Short exercise 1: In the entries, begin at the line that has "Return one point per instance of the cherry" and stop after the line that has "x=369 y=264". Render those lines as a numbered list, skipping any blank lines.

The use of polyvinyl alcohol is important in developing the fiber properties during refining of the flashed product in accordance with this invention as described at a later point. For this purpose, the polyvinyl alcohol may be added subsequent to flashing, such as with the dilution water for refining. It is particularly advantageous to add at least 0.75% and preferably between 1%% and 5% by weight of the flashed polymer of polyvinyl alcohol, either before and/or after flashing (but prior to refining). If polyvinyl alcohol is not present during refining, the refining can be carried out only with difficulty, if at all, and the properties of the resulting pulp and sheets made therefrom are very poor.
The ingredients of the mixtures can be placed in any suitable vessel which is capable of being heated to an elevated temperature and pressure. Generally, an autoclave is employed. However, when water is added as a flashing aid it is important that the vessel employed be equipped with a mixing or stirring device capable of keeping the mixture in a constant state of agitation since a stable emulsion is not formed and upon standing the mixture will quickly separate into two distinct and separate phases.

Short exercise 2: Write out the full polyvinyl alcohol passage above without changing anything.

Data entries:
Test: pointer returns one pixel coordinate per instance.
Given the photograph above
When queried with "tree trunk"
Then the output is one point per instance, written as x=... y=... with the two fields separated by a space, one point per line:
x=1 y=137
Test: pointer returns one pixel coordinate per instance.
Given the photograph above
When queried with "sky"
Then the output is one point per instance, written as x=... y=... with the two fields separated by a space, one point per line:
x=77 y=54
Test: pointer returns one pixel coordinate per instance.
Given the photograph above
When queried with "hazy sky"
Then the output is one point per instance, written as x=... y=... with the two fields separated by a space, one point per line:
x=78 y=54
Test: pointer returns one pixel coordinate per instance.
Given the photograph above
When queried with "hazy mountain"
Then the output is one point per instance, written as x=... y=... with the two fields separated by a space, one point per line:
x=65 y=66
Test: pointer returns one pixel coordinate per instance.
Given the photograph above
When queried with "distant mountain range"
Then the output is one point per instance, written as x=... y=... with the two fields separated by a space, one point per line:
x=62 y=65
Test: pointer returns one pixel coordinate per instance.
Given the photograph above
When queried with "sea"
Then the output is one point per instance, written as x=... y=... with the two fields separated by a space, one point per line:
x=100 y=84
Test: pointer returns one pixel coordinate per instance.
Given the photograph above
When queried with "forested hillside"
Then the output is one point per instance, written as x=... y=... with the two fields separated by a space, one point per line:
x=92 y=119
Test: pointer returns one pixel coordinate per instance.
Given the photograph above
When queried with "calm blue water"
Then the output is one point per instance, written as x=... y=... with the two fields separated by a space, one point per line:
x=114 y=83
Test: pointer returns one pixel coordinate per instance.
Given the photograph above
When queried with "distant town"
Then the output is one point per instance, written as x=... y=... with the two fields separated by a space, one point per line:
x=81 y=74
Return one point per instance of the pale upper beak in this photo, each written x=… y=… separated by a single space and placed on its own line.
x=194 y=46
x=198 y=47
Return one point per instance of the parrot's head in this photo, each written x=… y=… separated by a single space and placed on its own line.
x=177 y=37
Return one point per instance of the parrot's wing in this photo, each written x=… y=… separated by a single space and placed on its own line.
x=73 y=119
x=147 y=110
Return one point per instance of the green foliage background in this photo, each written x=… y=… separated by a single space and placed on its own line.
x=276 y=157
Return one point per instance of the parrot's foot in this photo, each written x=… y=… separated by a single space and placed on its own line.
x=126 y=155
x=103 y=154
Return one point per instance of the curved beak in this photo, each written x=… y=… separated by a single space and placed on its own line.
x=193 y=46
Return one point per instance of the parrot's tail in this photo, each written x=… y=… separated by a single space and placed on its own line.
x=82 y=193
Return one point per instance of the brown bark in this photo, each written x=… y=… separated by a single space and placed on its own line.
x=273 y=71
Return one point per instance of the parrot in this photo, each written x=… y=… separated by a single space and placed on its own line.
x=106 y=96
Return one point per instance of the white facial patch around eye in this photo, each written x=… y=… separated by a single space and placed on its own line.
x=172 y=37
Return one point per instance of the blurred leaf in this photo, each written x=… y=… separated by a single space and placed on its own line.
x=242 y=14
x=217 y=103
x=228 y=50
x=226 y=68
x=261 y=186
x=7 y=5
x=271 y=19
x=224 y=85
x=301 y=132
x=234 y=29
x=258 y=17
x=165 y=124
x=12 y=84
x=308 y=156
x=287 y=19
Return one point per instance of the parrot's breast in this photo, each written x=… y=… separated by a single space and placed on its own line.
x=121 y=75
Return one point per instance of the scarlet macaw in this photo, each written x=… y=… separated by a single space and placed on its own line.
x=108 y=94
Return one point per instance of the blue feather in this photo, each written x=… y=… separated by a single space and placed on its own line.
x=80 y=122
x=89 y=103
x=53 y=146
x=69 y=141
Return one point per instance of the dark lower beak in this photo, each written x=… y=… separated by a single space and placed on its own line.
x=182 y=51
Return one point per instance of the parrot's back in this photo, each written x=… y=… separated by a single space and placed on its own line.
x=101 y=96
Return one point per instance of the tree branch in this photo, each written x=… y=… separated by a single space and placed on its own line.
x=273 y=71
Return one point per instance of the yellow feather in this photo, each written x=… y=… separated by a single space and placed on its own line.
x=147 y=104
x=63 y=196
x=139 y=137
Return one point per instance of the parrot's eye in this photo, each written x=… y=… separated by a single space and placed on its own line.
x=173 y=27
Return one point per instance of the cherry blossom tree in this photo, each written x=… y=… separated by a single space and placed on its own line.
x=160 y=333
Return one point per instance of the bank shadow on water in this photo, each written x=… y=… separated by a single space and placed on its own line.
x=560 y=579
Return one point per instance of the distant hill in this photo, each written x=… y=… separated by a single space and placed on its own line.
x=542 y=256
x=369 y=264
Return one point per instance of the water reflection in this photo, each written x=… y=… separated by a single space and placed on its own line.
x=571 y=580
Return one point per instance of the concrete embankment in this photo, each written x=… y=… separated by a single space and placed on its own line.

Exercise response 1:
1. Return one point per instance of the cherry blossom tree in this photo, each written x=… y=… separated by a single space and placed on its own line.
2. x=160 y=333
3. Return one point per instance of the bank shadow on water in this photo, each written x=… y=… separated by a single space and placed on its own line.
4. x=560 y=579
5. Return one point per instance of the distant hill in this photo, each written x=… y=… separated by a single space and placed on its own line.
6. x=542 y=256
7. x=369 y=264

Exercise response 2:
The use of polyvinyl alcohol is important in developing the fiber properties during refining of the flashed product in accordance with this invention as described at a later point. For this purpose, the polyvinyl alcohol may be added subsequent to flashing, such as with the dilution water for refining. It is particularly advantageous to add at least 0.75% and preferably between 1%% and 5% by weight of the flashed polymer of polyvinyl alcohol, either before and/or after flashing (but prior to refining). If polyvinyl alcohol is not present during refining, the refining can be carried out only with difficulty, if at all, and the properties of the resulting pulp and sheets made therefrom are very poor.
The ingredients of the mixtures can be placed in any suitable vessel which is capable of being heated to an elevated temperature and pressure. Generally, an autoclave is employed. However, when water is added as a flashing aid it is important that the vessel employed be equipped with a mixing or stirring device capable of keeping the mixture in a constant state of agitation since a stable emulsion is not formed and upon standing the mixture will quickly separate into two distinct and separate phases.